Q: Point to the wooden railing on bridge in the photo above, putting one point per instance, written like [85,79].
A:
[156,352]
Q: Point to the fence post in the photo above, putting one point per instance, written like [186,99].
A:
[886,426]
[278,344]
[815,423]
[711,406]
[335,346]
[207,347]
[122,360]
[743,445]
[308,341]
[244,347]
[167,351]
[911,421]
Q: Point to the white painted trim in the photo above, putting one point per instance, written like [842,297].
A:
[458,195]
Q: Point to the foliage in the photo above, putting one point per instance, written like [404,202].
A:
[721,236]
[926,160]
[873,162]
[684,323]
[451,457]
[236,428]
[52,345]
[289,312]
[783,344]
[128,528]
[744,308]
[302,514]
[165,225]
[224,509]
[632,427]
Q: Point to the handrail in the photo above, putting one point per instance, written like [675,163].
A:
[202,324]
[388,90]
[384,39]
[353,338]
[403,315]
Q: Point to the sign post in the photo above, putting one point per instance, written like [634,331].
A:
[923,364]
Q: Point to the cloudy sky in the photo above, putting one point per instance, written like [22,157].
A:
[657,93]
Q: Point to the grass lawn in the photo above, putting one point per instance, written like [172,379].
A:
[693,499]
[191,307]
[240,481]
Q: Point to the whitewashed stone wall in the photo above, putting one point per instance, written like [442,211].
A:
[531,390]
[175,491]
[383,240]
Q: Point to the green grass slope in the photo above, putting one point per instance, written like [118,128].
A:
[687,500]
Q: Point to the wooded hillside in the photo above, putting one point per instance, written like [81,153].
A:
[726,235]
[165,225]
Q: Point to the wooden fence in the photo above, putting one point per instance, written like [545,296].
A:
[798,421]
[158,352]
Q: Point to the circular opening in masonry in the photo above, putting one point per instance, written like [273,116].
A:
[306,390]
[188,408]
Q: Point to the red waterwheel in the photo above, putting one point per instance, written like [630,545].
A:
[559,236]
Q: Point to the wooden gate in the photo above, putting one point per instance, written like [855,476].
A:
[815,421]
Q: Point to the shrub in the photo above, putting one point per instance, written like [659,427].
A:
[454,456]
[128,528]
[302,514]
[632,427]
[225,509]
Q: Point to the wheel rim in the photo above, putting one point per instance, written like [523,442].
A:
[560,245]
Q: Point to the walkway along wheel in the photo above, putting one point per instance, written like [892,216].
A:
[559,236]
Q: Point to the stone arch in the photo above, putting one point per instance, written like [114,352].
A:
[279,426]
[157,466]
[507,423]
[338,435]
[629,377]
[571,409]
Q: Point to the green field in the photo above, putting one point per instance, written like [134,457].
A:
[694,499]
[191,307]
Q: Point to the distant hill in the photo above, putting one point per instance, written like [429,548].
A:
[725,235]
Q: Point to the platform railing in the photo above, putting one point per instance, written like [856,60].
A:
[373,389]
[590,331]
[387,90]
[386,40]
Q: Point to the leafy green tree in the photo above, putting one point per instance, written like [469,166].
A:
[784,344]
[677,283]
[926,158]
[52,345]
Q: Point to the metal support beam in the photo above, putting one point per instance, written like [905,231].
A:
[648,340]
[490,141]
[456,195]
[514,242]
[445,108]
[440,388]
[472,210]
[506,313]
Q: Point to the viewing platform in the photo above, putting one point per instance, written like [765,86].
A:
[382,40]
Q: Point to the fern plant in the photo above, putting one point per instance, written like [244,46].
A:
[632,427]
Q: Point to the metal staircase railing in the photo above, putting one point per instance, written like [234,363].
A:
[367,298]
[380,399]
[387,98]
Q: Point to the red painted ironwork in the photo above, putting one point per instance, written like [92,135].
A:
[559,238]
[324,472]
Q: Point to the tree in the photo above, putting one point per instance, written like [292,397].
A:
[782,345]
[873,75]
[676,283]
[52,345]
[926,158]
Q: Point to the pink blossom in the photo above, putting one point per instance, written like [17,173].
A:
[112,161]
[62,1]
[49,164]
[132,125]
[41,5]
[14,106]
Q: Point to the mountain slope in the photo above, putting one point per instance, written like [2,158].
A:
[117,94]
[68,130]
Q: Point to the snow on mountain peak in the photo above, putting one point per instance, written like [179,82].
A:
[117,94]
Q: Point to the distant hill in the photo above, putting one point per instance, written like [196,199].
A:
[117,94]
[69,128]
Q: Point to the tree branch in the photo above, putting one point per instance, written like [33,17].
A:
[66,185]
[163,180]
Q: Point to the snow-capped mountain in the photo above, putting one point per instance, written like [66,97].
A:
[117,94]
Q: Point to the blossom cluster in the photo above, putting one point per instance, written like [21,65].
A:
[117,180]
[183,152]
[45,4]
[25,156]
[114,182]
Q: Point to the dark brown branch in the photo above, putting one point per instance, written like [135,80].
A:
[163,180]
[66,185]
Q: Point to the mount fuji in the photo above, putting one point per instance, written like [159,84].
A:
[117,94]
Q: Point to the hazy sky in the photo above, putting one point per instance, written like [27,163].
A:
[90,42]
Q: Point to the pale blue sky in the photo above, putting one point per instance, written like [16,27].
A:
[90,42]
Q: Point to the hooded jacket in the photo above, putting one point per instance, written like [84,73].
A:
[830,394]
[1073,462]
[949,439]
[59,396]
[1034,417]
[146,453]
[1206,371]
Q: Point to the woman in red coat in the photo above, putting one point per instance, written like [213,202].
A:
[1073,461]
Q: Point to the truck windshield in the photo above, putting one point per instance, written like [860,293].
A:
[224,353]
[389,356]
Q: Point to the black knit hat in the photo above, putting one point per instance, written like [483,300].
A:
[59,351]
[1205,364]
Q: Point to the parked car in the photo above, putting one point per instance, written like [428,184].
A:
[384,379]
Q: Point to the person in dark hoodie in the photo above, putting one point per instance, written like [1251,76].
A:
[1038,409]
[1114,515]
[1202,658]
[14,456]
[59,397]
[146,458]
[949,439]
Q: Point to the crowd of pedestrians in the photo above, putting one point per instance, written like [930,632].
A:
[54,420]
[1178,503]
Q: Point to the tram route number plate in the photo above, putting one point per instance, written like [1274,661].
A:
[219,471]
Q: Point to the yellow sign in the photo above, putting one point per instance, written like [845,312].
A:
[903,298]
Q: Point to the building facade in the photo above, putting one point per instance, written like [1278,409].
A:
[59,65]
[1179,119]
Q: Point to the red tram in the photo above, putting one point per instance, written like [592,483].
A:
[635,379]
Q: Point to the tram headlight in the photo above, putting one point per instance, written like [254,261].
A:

What you will do: Write out exactly the lines starting with the one that holds "Q: Point to the woman" and running through the last line above.

Solution to the problem:
Q: Point to the woman in red coat in the photo above, putting one point per instance, written like [213,202].
A:
[1073,461]
Q: Point to the truck windshield in the photo above, putting one point per instance, written like [860,293].
A:
[224,353]
[389,356]
Q: Point to the black knit hat in the photo above, putting one point per instance, written like [483,300].
A:
[59,351]
[1205,364]
Q: Point to the parked car in the photo above, putting one point per instance, written like [428,184].
A:
[384,379]
Q: Point to the person in dark hoodie in the photo above, putting one point per instance, written like [1251,76].
A:
[1038,409]
[1114,515]
[1202,658]
[14,456]
[59,397]
[146,458]
[949,439]
Q: Point to the crowd of pedestrians in the photo above, putting one point per instance, written like [930,632].
A:
[54,420]
[1178,503]
Q: Point to the tram route number plate in the photo above, putting one point per instance, written like [1274,661].
A:
[219,471]
Q: Point to the yellow sign in the photo above, putting one point per instance, written like [845,312].
A:
[903,298]
Q: Point to the building facade in the photo above, putting one point per instance, written like [1278,409].
A:
[59,65]
[1179,119]
Q: Point to the red tram in the photo above, putting one point per instance, written like [592,483].
A:
[635,379]
Q: Point to the tram headlight in the photo above, putting one point per instance, written like [254,261].
A:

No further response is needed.